**What you need to do:**
Rewrite the material from its first line through the line containing "Query: blurred water", replacing "largest disc" with "largest circle" and keeping everything else unchanged. Leave the pictures out of your answer.

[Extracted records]
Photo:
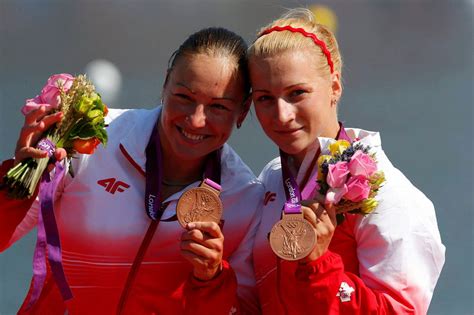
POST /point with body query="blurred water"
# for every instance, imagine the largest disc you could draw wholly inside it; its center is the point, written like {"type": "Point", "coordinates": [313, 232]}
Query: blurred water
{"type": "Point", "coordinates": [408, 73]}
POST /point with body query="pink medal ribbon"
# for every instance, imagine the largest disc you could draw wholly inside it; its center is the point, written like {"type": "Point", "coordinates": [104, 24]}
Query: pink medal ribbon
{"type": "Point", "coordinates": [154, 174]}
{"type": "Point", "coordinates": [47, 234]}
{"type": "Point", "coordinates": [292, 190]}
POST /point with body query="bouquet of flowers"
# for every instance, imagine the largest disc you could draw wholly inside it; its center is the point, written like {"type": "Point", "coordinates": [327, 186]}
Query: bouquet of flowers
{"type": "Point", "coordinates": [348, 178]}
{"type": "Point", "coordinates": [80, 131]}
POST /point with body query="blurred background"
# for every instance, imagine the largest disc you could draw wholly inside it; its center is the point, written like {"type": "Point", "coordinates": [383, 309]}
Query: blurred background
{"type": "Point", "coordinates": [408, 73]}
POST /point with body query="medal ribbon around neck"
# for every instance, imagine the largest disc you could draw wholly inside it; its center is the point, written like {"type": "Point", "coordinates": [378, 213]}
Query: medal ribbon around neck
{"type": "Point", "coordinates": [292, 190]}
{"type": "Point", "coordinates": [154, 174]}
{"type": "Point", "coordinates": [293, 237]}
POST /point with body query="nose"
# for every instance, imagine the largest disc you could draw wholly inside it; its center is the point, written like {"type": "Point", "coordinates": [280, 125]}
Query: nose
{"type": "Point", "coordinates": [197, 119]}
{"type": "Point", "coordinates": [285, 111]}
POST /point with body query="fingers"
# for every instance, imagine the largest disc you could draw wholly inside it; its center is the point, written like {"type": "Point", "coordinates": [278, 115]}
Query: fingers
{"type": "Point", "coordinates": [60, 154]}
{"type": "Point", "coordinates": [27, 152]}
{"type": "Point", "coordinates": [210, 228]}
{"type": "Point", "coordinates": [202, 244]}
{"type": "Point", "coordinates": [36, 123]}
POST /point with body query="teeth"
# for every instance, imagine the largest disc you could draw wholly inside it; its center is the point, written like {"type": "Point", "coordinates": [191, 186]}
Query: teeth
{"type": "Point", "coordinates": [191, 136]}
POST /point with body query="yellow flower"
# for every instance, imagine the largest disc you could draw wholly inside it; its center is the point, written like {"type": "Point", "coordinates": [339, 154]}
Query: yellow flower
{"type": "Point", "coordinates": [339, 147]}
{"type": "Point", "coordinates": [377, 179]}
{"type": "Point", "coordinates": [368, 205]}
{"type": "Point", "coordinates": [321, 160]}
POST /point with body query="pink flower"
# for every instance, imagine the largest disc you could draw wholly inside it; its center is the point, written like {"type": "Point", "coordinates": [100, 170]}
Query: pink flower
{"type": "Point", "coordinates": [50, 94]}
{"type": "Point", "coordinates": [362, 164]}
{"type": "Point", "coordinates": [358, 189]}
{"type": "Point", "coordinates": [337, 174]}
{"type": "Point", "coordinates": [334, 195]}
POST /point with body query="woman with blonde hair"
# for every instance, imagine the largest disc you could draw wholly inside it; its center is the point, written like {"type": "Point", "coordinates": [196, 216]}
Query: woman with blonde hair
{"type": "Point", "coordinates": [385, 262]}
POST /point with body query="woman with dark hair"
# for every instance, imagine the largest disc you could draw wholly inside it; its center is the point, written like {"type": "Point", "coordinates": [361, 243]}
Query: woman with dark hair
{"type": "Point", "coordinates": [123, 250]}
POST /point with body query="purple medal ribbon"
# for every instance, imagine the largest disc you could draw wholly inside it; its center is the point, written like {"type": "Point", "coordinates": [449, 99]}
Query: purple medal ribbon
{"type": "Point", "coordinates": [292, 190]}
{"type": "Point", "coordinates": [154, 174]}
{"type": "Point", "coordinates": [48, 240]}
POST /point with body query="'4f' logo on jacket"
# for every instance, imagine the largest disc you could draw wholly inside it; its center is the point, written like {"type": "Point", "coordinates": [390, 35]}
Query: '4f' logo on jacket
{"type": "Point", "coordinates": [112, 185]}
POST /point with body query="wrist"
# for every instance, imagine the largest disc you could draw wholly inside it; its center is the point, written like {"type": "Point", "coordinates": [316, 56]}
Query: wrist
{"type": "Point", "coordinates": [207, 274]}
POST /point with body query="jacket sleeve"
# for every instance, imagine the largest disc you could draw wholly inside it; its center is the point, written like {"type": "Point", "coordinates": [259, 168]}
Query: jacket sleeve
{"type": "Point", "coordinates": [400, 258]}
{"type": "Point", "coordinates": [327, 289]}
{"type": "Point", "coordinates": [234, 290]}
{"type": "Point", "coordinates": [214, 297]}
{"type": "Point", "coordinates": [15, 218]}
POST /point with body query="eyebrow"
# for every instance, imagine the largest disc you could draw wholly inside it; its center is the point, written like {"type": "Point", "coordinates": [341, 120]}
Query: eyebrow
{"type": "Point", "coordinates": [227, 98]}
{"type": "Point", "coordinates": [286, 88]}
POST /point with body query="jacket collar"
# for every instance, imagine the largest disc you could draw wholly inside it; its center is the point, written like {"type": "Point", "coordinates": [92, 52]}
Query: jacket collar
{"type": "Point", "coordinates": [134, 143]}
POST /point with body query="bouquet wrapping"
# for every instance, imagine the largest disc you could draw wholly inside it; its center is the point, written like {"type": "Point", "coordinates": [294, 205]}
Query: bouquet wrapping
{"type": "Point", "coordinates": [348, 177]}
{"type": "Point", "coordinates": [80, 131]}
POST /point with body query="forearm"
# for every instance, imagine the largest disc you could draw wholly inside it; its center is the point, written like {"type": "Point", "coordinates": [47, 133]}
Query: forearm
{"type": "Point", "coordinates": [323, 287]}
{"type": "Point", "coordinates": [216, 296]}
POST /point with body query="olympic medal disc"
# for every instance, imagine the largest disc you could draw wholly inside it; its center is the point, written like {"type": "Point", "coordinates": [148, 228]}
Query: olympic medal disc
{"type": "Point", "coordinates": [292, 238]}
{"type": "Point", "coordinates": [199, 205]}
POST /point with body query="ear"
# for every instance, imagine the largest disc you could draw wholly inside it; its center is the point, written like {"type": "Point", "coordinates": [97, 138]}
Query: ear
{"type": "Point", "coordinates": [245, 110]}
{"type": "Point", "coordinates": [336, 86]}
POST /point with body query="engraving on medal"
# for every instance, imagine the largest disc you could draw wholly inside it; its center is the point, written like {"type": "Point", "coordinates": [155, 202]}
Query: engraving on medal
{"type": "Point", "coordinates": [292, 238]}
{"type": "Point", "coordinates": [199, 205]}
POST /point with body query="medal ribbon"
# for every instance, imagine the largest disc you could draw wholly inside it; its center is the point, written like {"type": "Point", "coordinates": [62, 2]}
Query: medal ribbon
{"type": "Point", "coordinates": [48, 240]}
{"type": "Point", "coordinates": [154, 174]}
{"type": "Point", "coordinates": [292, 190]}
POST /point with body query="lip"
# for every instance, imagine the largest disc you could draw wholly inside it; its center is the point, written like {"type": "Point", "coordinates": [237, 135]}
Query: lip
{"type": "Point", "coordinates": [288, 131]}
{"type": "Point", "coordinates": [191, 137]}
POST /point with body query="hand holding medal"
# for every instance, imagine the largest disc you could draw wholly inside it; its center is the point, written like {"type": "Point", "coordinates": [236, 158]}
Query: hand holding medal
{"type": "Point", "coordinates": [293, 237]}
{"type": "Point", "coordinates": [200, 204]}
{"type": "Point", "coordinates": [199, 211]}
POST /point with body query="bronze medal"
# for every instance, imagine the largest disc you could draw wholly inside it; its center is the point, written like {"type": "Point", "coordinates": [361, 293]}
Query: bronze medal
{"type": "Point", "coordinates": [292, 238]}
{"type": "Point", "coordinates": [200, 204]}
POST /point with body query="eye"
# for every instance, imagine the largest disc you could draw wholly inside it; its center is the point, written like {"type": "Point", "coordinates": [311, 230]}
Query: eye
{"type": "Point", "coordinates": [262, 98]}
{"type": "Point", "coordinates": [182, 96]}
{"type": "Point", "coordinates": [297, 92]}
{"type": "Point", "coordinates": [220, 107]}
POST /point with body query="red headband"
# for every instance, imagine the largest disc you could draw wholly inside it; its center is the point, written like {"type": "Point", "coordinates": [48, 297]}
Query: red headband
{"type": "Point", "coordinates": [316, 40]}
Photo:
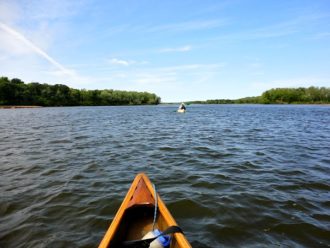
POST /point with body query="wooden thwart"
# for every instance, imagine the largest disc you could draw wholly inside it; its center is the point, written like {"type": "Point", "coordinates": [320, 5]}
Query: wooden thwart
{"type": "Point", "coordinates": [135, 216]}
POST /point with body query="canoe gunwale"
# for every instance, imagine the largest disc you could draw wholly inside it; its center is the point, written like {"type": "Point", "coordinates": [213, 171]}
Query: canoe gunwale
{"type": "Point", "coordinates": [129, 202]}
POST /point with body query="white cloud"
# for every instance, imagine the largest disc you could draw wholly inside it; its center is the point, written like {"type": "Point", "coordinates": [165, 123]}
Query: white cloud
{"type": "Point", "coordinates": [29, 44]}
{"type": "Point", "coordinates": [186, 26]}
{"type": "Point", "coordinates": [115, 61]}
{"type": "Point", "coordinates": [176, 49]}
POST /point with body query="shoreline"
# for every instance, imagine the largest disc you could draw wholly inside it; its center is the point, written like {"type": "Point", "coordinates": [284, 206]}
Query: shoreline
{"type": "Point", "coordinates": [15, 107]}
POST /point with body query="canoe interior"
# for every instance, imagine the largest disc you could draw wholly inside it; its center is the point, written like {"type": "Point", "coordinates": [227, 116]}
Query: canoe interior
{"type": "Point", "coordinates": [137, 221]}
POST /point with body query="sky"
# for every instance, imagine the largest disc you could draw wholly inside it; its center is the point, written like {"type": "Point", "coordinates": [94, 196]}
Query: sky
{"type": "Point", "coordinates": [180, 50]}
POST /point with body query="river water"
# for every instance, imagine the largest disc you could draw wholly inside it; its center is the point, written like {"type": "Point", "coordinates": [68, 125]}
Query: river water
{"type": "Point", "coordinates": [231, 175]}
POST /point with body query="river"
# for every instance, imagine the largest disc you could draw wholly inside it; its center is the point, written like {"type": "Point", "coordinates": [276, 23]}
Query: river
{"type": "Point", "coordinates": [231, 175]}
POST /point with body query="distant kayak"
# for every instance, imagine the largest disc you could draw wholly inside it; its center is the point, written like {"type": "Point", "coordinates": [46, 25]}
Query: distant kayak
{"type": "Point", "coordinates": [137, 224]}
{"type": "Point", "coordinates": [182, 108]}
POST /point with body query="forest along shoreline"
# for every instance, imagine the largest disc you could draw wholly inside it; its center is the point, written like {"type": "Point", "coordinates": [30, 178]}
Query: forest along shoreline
{"type": "Point", "coordinates": [15, 93]}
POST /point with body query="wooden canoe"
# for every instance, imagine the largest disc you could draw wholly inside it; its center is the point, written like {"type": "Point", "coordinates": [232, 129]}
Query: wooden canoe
{"type": "Point", "coordinates": [135, 216]}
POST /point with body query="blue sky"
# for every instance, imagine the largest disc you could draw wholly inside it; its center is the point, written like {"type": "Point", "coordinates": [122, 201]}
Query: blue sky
{"type": "Point", "coordinates": [180, 50]}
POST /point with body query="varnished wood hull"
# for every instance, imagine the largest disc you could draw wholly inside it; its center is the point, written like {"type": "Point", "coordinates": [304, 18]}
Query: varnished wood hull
{"type": "Point", "coordinates": [135, 216]}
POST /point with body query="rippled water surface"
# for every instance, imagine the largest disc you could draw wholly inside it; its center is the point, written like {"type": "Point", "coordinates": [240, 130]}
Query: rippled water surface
{"type": "Point", "coordinates": [232, 175]}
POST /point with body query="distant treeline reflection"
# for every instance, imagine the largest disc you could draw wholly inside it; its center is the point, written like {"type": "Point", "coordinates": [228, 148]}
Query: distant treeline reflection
{"type": "Point", "coordinates": [311, 95]}
{"type": "Point", "coordinates": [16, 92]}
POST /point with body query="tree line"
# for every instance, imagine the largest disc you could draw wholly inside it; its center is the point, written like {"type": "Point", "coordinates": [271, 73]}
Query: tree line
{"type": "Point", "coordinates": [311, 95]}
{"type": "Point", "coordinates": [16, 92]}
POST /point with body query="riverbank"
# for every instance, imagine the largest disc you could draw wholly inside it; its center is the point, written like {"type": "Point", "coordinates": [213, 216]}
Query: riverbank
{"type": "Point", "coordinates": [15, 107]}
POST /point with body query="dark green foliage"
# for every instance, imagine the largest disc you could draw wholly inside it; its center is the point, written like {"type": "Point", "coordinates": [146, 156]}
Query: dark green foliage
{"type": "Point", "coordinates": [311, 95]}
{"type": "Point", "coordinates": [296, 95]}
{"type": "Point", "coordinates": [15, 92]}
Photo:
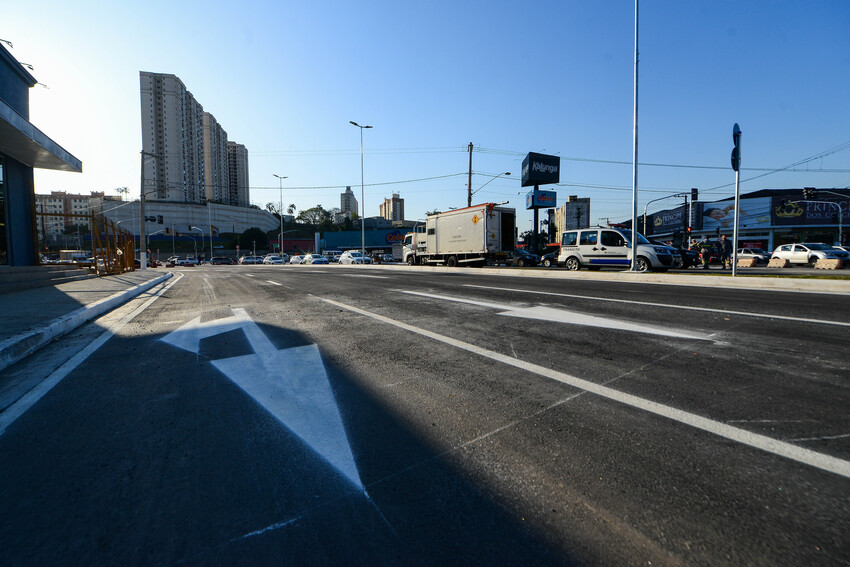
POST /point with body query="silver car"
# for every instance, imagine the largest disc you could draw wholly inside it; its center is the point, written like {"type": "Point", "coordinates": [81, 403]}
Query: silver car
{"type": "Point", "coordinates": [809, 253]}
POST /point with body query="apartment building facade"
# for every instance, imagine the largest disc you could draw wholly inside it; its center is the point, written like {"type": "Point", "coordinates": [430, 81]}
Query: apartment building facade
{"type": "Point", "coordinates": [392, 209]}
{"type": "Point", "coordinates": [188, 158]}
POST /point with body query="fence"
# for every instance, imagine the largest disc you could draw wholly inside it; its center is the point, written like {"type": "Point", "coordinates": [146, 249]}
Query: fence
{"type": "Point", "coordinates": [112, 248]}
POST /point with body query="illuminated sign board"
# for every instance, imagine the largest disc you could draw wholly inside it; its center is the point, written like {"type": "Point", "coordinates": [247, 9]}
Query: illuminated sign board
{"type": "Point", "coordinates": [540, 169]}
{"type": "Point", "coordinates": [537, 199]}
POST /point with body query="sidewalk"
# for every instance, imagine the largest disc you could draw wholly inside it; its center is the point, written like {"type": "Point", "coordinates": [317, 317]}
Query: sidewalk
{"type": "Point", "coordinates": [34, 317]}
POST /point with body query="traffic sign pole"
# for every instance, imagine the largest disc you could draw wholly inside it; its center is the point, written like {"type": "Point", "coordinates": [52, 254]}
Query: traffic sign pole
{"type": "Point", "coordinates": [736, 165]}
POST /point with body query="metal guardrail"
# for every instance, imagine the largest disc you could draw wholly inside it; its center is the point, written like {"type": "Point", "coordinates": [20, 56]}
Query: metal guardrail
{"type": "Point", "coordinates": [112, 249]}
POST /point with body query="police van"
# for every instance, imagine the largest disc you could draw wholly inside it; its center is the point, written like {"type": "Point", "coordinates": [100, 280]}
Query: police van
{"type": "Point", "coordinates": [598, 247]}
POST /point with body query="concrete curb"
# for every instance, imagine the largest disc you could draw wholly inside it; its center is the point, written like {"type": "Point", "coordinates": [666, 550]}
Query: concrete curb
{"type": "Point", "coordinates": [15, 348]}
{"type": "Point", "coordinates": [715, 281]}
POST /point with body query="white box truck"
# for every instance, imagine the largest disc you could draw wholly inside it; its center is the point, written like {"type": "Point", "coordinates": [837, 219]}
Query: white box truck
{"type": "Point", "coordinates": [464, 237]}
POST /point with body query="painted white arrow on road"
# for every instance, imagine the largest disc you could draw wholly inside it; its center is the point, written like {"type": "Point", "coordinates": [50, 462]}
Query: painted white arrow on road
{"type": "Point", "coordinates": [291, 384]}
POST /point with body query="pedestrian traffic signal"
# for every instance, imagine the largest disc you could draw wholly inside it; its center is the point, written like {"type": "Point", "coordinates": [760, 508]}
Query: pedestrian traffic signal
{"type": "Point", "coordinates": [736, 150]}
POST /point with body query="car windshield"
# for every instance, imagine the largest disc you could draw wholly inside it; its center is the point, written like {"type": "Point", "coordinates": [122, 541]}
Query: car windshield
{"type": "Point", "coordinates": [628, 234]}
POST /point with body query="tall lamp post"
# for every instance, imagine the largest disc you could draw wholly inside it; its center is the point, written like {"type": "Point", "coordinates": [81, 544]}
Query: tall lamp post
{"type": "Point", "coordinates": [362, 198]}
{"type": "Point", "coordinates": [280, 241]}
{"type": "Point", "coordinates": [495, 177]}
{"type": "Point", "coordinates": [143, 252]}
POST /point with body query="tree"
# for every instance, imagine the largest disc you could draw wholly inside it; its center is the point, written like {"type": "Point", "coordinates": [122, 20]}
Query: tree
{"type": "Point", "coordinates": [253, 236]}
{"type": "Point", "coordinates": [314, 215]}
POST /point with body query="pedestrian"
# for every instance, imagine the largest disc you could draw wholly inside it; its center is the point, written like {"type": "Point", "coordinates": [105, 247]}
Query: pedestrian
{"type": "Point", "coordinates": [705, 249]}
{"type": "Point", "coordinates": [725, 251]}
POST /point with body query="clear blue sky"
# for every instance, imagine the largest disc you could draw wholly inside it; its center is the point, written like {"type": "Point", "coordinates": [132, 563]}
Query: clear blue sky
{"type": "Point", "coordinates": [285, 78]}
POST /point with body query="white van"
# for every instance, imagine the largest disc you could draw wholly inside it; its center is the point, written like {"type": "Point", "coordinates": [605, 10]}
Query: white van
{"type": "Point", "coordinates": [598, 247]}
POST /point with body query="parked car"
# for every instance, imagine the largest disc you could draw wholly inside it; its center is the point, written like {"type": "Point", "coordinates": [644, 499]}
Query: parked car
{"type": "Point", "coordinates": [550, 259]}
{"type": "Point", "coordinates": [353, 257]}
{"type": "Point", "coordinates": [522, 258]}
{"type": "Point", "coordinates": [314, 259]}
{"type": "Point", "coordinates": [760, 255]}
{"type": "Point", "coordinates": [689, 257]}
{"type": "Point", "coordinates": [677, 255]}
{"type": "Point", "coordinates": [809, 253]}
{"type": "Point", "coordinates": [611, 247]}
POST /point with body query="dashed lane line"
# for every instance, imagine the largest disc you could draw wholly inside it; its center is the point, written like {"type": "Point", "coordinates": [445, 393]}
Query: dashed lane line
{"type": "Point", "coordinates": [742, 436]}
{"type": "Point", "coordinates": [667, 305]}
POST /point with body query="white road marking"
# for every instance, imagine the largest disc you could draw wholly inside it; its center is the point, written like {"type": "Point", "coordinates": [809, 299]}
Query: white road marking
{"type": "Point", "coordinates": [667, 305]}
{"type": "Point", "coordinates": [542, 313]}
{"type": "Point", "coordinates": [755, 440]}
{"type": "Point", "coordinates": [291, 384]}
{"type": "Point", "coordinates": [29, 399]}
{"type": "Point", "coordinates": [367, 276]}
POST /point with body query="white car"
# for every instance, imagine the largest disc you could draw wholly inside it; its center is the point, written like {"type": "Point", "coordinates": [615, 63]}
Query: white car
{"type": "Point", "coordinates": [757, 253]}
{"type": "Point", "coordinates": [599, 247]}
{"type": "Point", "coordinates": [314, 259]}
{"type": "Point", "coordinates": [809, 253]}
{"type": "Point", "coordinates": [353, 257]}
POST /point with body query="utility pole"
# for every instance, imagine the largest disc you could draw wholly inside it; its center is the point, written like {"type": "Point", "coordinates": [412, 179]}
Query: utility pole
{"type": "Point", "coordinates": [469, 183]}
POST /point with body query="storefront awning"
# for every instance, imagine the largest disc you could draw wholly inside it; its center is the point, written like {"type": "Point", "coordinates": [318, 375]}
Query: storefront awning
{"type": "Point", "coordinates": [22, 141]}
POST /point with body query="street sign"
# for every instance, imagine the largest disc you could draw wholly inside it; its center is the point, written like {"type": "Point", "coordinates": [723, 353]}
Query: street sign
{"type": "Point", "coordinates": [736, 150]}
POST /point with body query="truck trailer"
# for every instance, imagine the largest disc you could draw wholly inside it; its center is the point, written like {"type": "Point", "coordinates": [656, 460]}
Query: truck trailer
{"type": "Point", "coordinates": [472, 236]}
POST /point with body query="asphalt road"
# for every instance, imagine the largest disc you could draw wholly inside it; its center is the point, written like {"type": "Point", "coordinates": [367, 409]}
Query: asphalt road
{"type": "Point", "coordinates": [331, 415]}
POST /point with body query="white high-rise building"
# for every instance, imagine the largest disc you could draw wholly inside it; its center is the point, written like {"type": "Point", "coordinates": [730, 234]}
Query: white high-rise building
{"type": "Point", "coordinates": [173, 131]}
{"type": "Point", "coordinates": [193, 160]}
{"type": "Point", "coordinates": [238, 193]}
{"type": "Point", "coordinates": [347, 202]}
{"type": "Point", "coordinates": [392, 209]}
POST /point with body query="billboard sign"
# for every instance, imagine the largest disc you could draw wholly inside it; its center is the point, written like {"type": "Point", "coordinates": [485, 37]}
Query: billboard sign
{"type": "Point", "coordinates": [755, 213]}
{"type": "Point", "coordinates": [537, 199]}
{"type": "Point", "coordinates": [540, 169]}
{"type": "Point", "coordinates": [808, 213]}
{"type": "Point", "coordinates": [667, 221]}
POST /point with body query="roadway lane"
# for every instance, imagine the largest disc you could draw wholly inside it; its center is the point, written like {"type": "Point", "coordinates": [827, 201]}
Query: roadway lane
{"type": "Point", "coordinates": [499, 420]}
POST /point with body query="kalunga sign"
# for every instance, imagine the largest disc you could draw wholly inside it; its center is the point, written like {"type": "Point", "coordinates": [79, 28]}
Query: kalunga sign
{"type": "Point", "coordinates": [540, 169]}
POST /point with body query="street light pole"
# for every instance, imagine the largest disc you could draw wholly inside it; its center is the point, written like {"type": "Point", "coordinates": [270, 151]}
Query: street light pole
{"type": "Point", "coordinates": [362, 198]}
{"type": "Point", "coordinates": [495, 177]}
{"type": "Point", "coordinates": [143, 252]}
{"type": "Point", "coordinates": [280, 241]}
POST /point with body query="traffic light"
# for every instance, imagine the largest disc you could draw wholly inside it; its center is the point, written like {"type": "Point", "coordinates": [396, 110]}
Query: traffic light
{"type": "Point", "coordinates": [736, 150]}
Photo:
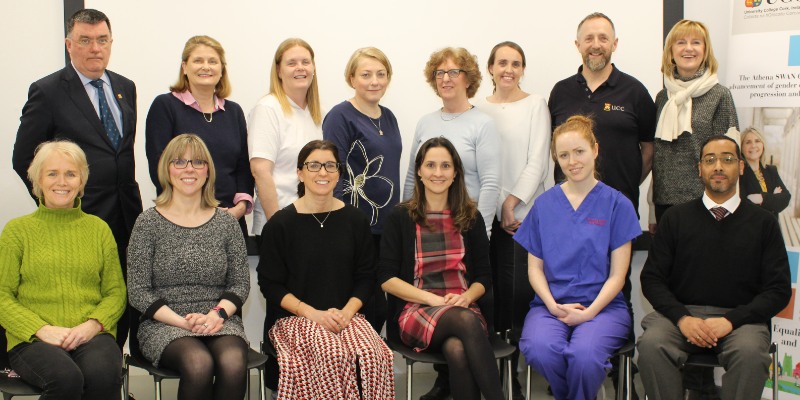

**Written answer:**
Photo:
POST /point with body query="blurred water"
# for every instance, imagine the largest circle you could draw wholly inside it; its center is the point, written like {"type": "Point", "coordinates": [313, 232]}
Query: blurred water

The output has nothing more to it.